* Source extract *
──────────

= Ernst Badian =

Austrian classical scholar (1925–2011)

Ernst Badian

Ernst Badian (8 August 1925 – 1 February 2011) was an Austrian-born classical scholar who served as a professor at Harvard University from 1971 to 1998.

== Early life and education ==
Badian was born in Vienna in 1925 and in 1938 fled the Nazis with his family to New Zealand. There he attended the University of Canterbury, Christchurch (then Canterbury University College), where he met his future wife Nathlie Ann Wimsett. He received a BA in 1945 and an MA the following year.

After a year teaching at the Victoria University of Wellington, Badian went to University College, Oxford, where he studied under George Cawkwell, gained a first class BA in Litt Hum in 1950, an MA in 1954 and a DPhil in 1956. In addition, he gained the degree of LittD from New Zealand's Victoria University of Wellington in 1962.

──────────

* Exercises to complete *
1. Under whom did Badian study at University College, Oxford, according to the Ernst Badian biography?
2. Retype the Ernst Badian biography from "Austrian classical scholar" to "1971 to 1998.".

Extracted data entries:
──────────

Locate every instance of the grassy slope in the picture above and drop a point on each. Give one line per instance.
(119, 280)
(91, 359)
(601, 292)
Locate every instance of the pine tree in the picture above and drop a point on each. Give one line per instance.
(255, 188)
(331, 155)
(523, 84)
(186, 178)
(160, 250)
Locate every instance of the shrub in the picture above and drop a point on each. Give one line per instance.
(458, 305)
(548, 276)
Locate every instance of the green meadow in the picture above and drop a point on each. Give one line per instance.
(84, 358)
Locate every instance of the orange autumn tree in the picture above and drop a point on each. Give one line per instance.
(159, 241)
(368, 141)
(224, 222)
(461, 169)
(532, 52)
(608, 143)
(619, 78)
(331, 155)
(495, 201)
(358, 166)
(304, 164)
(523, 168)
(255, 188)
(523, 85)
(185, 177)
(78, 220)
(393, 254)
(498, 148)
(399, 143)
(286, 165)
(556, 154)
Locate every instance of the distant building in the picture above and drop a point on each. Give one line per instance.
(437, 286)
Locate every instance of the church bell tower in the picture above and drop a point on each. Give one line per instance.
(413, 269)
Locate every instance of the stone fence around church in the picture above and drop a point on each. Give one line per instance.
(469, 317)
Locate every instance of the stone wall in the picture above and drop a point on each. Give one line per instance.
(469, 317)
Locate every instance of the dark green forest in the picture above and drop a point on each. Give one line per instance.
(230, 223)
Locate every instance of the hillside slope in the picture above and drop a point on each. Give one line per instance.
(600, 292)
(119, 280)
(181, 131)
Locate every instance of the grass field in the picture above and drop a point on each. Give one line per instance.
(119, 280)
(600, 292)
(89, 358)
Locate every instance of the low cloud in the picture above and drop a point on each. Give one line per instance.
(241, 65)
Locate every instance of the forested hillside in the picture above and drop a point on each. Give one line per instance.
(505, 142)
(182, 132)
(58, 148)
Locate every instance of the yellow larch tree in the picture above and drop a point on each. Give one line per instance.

──────────

* Set of answers *
1. George Cawkwell

2.
Austrian classical scholar (1925–2011)

Ernst Badian

Ernst Badian (8 August 1925 – 1 February 2011) was an Austrian-born classical scholar who served as a professor at Harvard University from 1971 to 1998.